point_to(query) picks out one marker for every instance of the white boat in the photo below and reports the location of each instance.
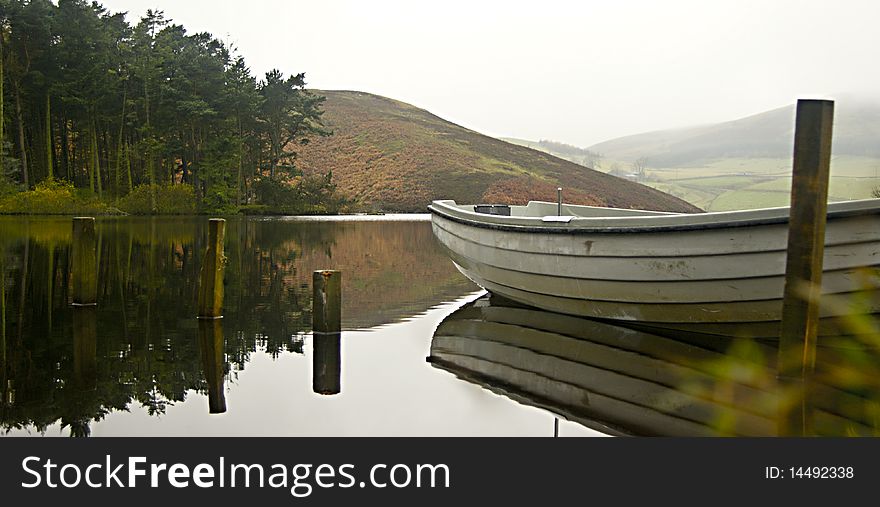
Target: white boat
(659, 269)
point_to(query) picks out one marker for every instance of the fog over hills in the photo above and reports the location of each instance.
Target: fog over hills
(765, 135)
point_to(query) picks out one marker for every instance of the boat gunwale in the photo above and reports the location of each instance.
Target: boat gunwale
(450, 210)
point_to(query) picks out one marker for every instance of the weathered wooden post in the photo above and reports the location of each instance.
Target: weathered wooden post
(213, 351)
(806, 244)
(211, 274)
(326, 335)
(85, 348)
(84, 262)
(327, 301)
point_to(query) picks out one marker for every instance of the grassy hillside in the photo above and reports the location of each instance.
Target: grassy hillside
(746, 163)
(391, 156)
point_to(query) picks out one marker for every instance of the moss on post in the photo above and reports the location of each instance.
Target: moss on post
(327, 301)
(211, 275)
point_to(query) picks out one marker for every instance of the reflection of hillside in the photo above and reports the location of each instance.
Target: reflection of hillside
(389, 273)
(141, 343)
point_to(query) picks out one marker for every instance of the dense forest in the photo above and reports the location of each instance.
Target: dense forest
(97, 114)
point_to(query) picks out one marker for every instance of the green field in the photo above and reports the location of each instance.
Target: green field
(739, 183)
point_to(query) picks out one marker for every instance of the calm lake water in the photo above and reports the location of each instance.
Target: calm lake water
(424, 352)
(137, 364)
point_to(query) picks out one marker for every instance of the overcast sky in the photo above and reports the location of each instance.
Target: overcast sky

__Task goal__:
Minus its pictures, the full listing should be copied verbatim.

__Response below__:
point_to(query) picks out one marker for every instance of the white boat in the photo below and reports the location of each instance.
Target: white boat
(659, 269)
point_to(query) picks out one marker for every instance of the fog over hills in the photo above and reports the location of each instance.
Target: fog over hills
(765, 135)
point_to(query) picks out one marker for every instance of the boat gunwale in the photo above and reports the location of each instance.
Target: boat gunwale
(450, 210)
point_to(query) picks out one marker for every instance of the weathered wooden post in the photo above and reports the location of each instance.
Target: weathered wooden post
(213, 351)
(806, 244)
(211, 274)
(326, 335)
(85, 348)
(84, 262)
(327, 301)
point_to(query) picks out one marker for every instance of the grassy hillside in the photo above and reports the location of each instance.
Target: grassy hillside
(746, 163)
(391, 156)
point_to(query) picks out one marker for every instance of the moss on post in the photo above and reports the location of each instance.
Target: moss on post
(327, 301)
(211, 275)
point_to(query) picks out one marker for every instance of the reflection of hillside in the photo above and reports the location of each instance.
Target: reflection of hillside
(389, 273)
(141, 343)
point_to(query) picks out one marker for every instance of the dense forest in the photo above and reports the location of each instance.
Target: dense forest
(97, 114)
point_to(query) picks out one marker for every instance of the green field in the photo above and reports the location of each instance.
Target: green field
(739, 183)
point_to(query) picks out one marker for every instance of the calm lake water in the photo above and reports the location of each instance.
Target: calm lake water
(424, 352)
(137, 364)
point_to(query) picks out one marker for every instance of the overcast sky in the photo above and reports the location of each instance.
Target: overcast sky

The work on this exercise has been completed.